### Tekstfragment
De jaarlijkse omreiswerken (controles ter plekke) om de wijzigingen inzake eigenaar, structuur en kadastraal inkomen van de percelen bij te houden, volstonden niet. Het kadaster hinkte voortdurend achter op de onroerende realiteit. Vooral de kloof tussen het berekende kadastrale inkomen en de werkelijke waarde van de onroerende goederen groeide. In 1861-1865 en in 1896-1898 organiseerde het kadaster daarom algemene perequaties om het kadastraal inkomen opnieuw af te stemmen op de werkelijke waarde van het onroerend goed. De belastingwet van 29 oktober 1919 voerde een nieuw systeem in voor de berekening van het kadastraal inkomen, maar door de continue schommelingen in de waarde van vastgoed bleek ook dat ontoereikend. Uiteindelijk besliste de wet van 13 juli 1930 tot tienjaarlijkse kadastrale herzieningen, aangevuld met plaatselijke herzieningen waar nodig. De laatste herziening dateert van 1980, met de kadastrale situatie van 1975 als basis. (24) Sinds aanslagjaar 1991 worden de waarden van 1975 met een indexcijfer vermenigvuldigd.

### Geselecteerde gegevens
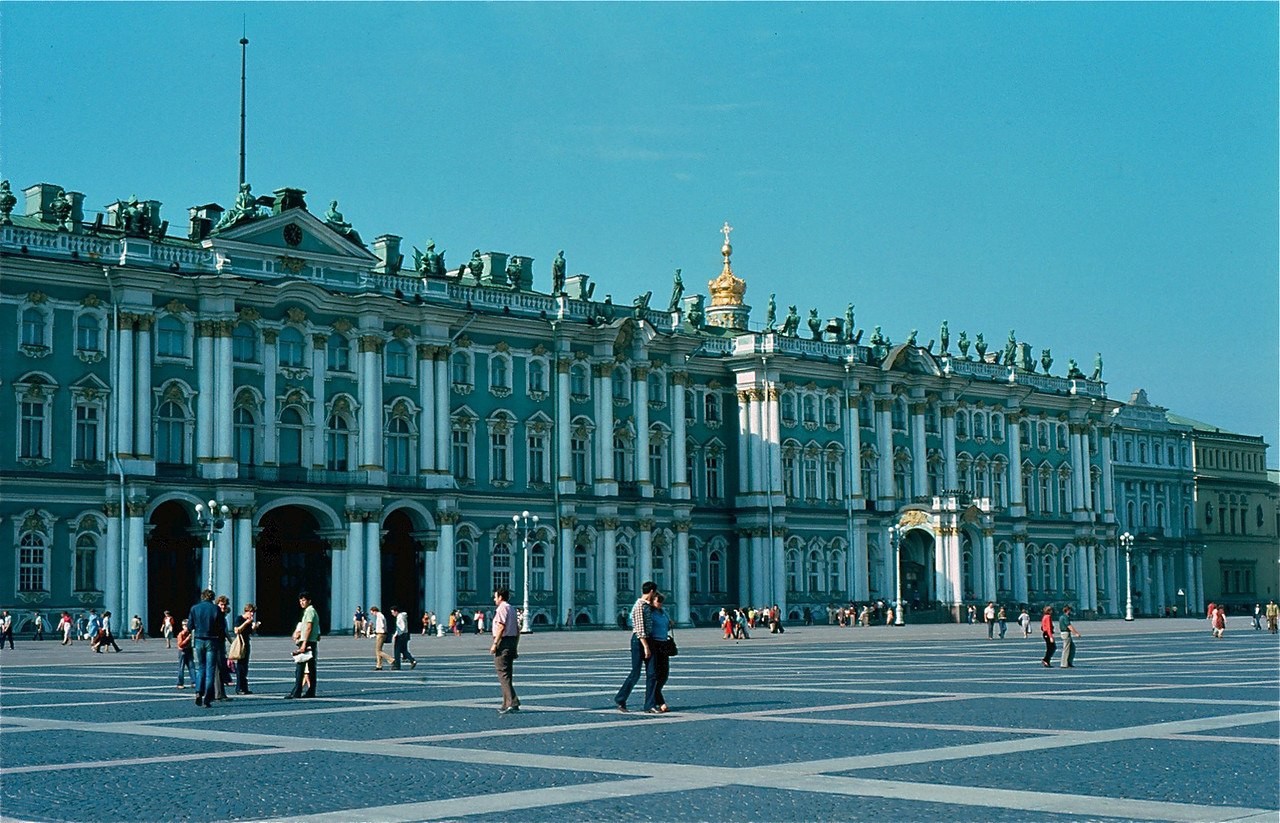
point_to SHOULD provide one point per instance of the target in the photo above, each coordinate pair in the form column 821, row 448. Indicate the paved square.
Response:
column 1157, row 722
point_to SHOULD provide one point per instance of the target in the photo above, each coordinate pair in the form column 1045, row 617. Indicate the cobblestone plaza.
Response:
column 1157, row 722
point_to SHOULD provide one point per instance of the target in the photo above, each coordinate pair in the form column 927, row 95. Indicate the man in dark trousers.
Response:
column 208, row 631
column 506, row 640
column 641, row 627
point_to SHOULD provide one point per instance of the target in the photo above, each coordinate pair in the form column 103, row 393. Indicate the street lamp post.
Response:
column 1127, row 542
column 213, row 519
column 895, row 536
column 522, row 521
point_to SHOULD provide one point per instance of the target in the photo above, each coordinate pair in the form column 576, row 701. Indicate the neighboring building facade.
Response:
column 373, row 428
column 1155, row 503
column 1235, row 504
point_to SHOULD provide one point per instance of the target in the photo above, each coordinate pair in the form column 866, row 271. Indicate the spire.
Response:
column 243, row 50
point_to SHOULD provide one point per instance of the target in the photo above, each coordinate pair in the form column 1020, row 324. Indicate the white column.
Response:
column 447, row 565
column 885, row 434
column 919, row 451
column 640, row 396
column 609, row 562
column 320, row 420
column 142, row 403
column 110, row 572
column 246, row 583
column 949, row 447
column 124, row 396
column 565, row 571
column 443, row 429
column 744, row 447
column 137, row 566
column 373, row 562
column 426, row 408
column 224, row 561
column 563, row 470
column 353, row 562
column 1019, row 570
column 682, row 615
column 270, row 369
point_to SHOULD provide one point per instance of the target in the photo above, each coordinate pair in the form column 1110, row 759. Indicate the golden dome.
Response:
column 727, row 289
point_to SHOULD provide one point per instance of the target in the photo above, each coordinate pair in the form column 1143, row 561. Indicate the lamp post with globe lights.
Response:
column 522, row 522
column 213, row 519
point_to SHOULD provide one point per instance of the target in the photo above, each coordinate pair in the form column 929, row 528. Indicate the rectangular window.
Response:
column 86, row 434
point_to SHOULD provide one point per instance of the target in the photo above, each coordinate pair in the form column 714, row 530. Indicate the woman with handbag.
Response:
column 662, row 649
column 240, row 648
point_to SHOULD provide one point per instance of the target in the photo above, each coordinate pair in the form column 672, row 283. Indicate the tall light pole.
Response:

### Opdrachten
1 - Noem alle jaartallen en periodes van jaren die in de tekst over het kadaster voorkomen, in de volgorde waarin ze staan.
2 - Vertaal de zin "Het kadaster hinkte voortdurend achter op de onroerende realiteit." uit de tekst over het kadaster in het Engels.
De records heb je niet nodig.

### Antwoorden
1 - 1861-1865, 1896-1898, 1919, 1930, 1980, 1975, 1991

2 - The land registry constantly lagged behind the reality of real estate.